#### Supplied text:
┌──

SAIC Introduces… Manolin

In the latest instalment of this series, we are pleased to introduce SAIC Consortium member Manolin: an international data analytics company helping farmers improve fish health.

Before starting Manolin, Tony Chen worked at the U.S. Food and Drug Administration, where he built systems to monitor and assess medicine for unforeseen infectious diseases. John Costantino worked on full-stack development, natural language processing, geo-spatial visualisation, and big data aggregation for clients across Washington, D.C.

After finding a mutual passion for seafood production, Tony and John took this combined experience to an industry that they saw as data-rich but insight-poor: Norwegian aquaculture.

John Costantino and Tony Chen

John Costantino and Tony Chen

They soon found that aquaculture farm data is often incomplete and scattered across various sources. Without a holistic view of their productions, farmers were missing value. Tony and John moved to Bergen — a city that lives and breathes aquaculture — to turn this problem into an opportunity for the industry. 

Manolin’s farmer-friendly platform constantly monitors millions of data points to better manage risk and prevent loss. The team monitors and analyses industry-wide health trends, so farmers and leaders know where attention is needed most. 

Turning farm data into value

Manolin’s platform brings all farm information into one place so farmers can quickly check on each generation and benchmark their performance. Manolin’s system sends automatic alerts when an anomaly occurs, like a drop in oxygen or abnormal feeding. 

Here’s how it works:

  1. Collect: The team collected two decades of industry data and continues to monitor millions of production and environmental data points every day.
  2. Combine: This is combined with a farmer’s production data in one central platform, which automates reporting and analysis.

└──

#### Extracted material:
┌──

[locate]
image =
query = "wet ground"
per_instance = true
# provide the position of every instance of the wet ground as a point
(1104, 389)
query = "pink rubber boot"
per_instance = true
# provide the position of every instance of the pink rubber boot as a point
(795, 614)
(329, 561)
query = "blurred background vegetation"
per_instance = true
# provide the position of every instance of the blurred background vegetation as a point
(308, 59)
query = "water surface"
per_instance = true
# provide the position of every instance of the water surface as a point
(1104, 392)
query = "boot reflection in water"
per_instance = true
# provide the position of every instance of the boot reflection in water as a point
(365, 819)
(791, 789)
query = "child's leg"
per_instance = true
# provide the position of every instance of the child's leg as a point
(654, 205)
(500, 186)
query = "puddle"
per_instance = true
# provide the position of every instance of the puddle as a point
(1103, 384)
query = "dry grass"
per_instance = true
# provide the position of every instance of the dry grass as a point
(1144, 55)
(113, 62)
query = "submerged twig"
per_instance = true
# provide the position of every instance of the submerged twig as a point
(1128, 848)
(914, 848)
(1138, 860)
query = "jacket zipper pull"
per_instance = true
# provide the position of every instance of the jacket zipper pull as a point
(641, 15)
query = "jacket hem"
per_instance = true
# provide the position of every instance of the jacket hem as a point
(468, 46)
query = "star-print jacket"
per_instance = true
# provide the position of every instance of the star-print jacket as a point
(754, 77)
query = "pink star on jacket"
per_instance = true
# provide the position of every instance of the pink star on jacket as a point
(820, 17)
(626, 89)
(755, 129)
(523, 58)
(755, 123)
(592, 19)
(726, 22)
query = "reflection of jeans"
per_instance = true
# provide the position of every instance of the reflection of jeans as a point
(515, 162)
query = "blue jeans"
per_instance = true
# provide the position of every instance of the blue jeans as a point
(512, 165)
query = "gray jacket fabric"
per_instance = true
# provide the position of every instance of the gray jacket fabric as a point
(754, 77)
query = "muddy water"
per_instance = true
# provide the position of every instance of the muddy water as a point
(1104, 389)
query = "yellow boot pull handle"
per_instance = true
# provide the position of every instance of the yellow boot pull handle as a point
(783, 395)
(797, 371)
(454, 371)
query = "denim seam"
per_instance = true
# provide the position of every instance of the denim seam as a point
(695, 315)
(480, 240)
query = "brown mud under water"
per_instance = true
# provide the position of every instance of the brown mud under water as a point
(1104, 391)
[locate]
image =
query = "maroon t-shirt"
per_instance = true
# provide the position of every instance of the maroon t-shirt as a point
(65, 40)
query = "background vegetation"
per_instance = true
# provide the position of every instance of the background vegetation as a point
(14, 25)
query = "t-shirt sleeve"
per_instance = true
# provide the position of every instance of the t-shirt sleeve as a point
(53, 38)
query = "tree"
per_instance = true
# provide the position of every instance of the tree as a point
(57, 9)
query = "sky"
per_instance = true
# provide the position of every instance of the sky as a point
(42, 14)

└──

#### Task objective:
Determine whether each statement agrees with the text on Manolin above: (a) Tony Chen worked at the U.S. Food and Drug Administration before starting Manolin; (b) Tony and John moved to Oslo; (c) the team collected one decade of industry data. Answer yes or no for each, quoting the deciding words of the text.

#### Expected output:
(a) Yes: "Before starting Manolin, Tony Chen worked at the U.S. Food and Drug Administration"
(b) No: "Tony and John moved to Bergen"
(c) No: "The team collected two decades of industry data"